▸ **Required action**: All of the data should be repeated exactly; pictures are not part of the copy.

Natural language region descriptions
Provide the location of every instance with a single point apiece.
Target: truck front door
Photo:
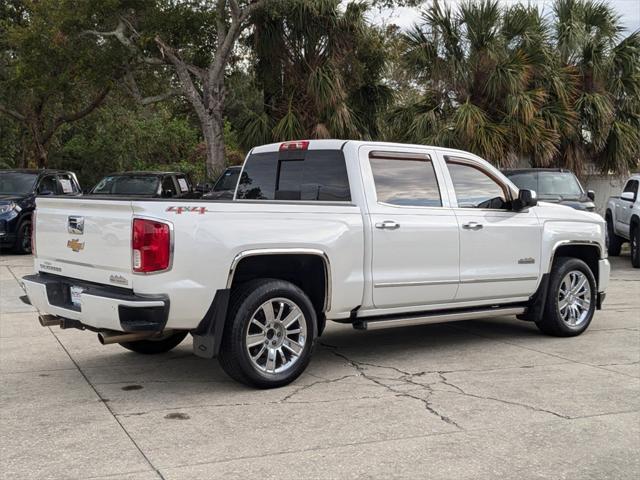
(415, 250)
(499, 248)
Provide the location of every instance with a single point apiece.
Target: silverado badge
(75, 245)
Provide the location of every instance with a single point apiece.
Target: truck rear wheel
(614, 242)
(571, 299)
(269, 334)
(160, 345)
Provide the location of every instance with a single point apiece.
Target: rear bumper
(101, 307)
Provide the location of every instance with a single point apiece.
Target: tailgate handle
(472, 226)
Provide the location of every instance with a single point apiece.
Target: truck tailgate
(87, 239)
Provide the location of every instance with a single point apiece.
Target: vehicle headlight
(8, 207)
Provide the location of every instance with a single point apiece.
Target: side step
(388, 321)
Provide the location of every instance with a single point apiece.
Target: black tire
(246, 300)
(635, 245)
(153, 347)
(614, 242)
(23, 238)
(552, 322)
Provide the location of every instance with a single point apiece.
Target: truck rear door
(415, 239)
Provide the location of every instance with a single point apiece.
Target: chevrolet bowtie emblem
(75, 245)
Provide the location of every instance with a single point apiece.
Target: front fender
(556, 233)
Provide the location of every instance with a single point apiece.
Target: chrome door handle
(388, 225)
(472, 226)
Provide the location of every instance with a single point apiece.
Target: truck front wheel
(269, 334)
(571, 299)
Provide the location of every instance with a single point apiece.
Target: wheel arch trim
(563, 243)
(286, 251)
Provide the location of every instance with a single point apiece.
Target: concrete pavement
(478, 399)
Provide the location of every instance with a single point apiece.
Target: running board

▸ **Reply to the exercise**:
Provide the location of every instance with a single point apiece.
Target: truck front door
Photo:
(415, 250)
(499, 248)
Provide the location of every instance with a single point apiece.
Target: silverado badge
(75, 245)
Provide the location of every instance with a single point apiece.
Target: truck rear wheel
(614, 242)
(571, 299)
(269, 334)
(160, 345)
Provide the location of every instance with a single point apiece.
Target: rear bumper
(101, 307)
Provide the location of every instance with a single point apiece.
Target: tailgate handle
(472, 226)
Provide the location of every instance with a single point apiece.
Target: truck tailgate
(87, 239)
Provide the location of every instance with a single point apiece.
Target: vehicle headlight
(8, 207)
Provide the location of every instance with a single point apiece.
Target: side step
(388, 321)
Provide the location of every instance with a single point apiece.
Target: black tire
(246, 300)
(635, 245)
(153, 347)
(614, 242)
(23, 238)
(552, 322)
Provide the location of every instance with a single point apiece.
Target: truck rear door
(415, 239)
Provide the location of every instance with a single point apiece.
Target: chevrolet bowtie emblem
(75, 245)
Provide the location of every instance with a single point apiece.
Target: front fender
(556, 233)
Provide the location of every instance with a single point apiece.
Target: chrome door handle
(388, 225)
(472, 226)
Provide the location of every instance with a single point apiece.
Target: truck front wheel
(269, 334)
(571, 299)
Provide the location of every instance with a single point apiece.
Target: wheel arch trim
(563, 243)
(286, 251)
Provide the location of every instance with a single point apiece.
Target: concrete pavement
(478, 399)
Provide the location of every instance with a single point apiece.
Target: running board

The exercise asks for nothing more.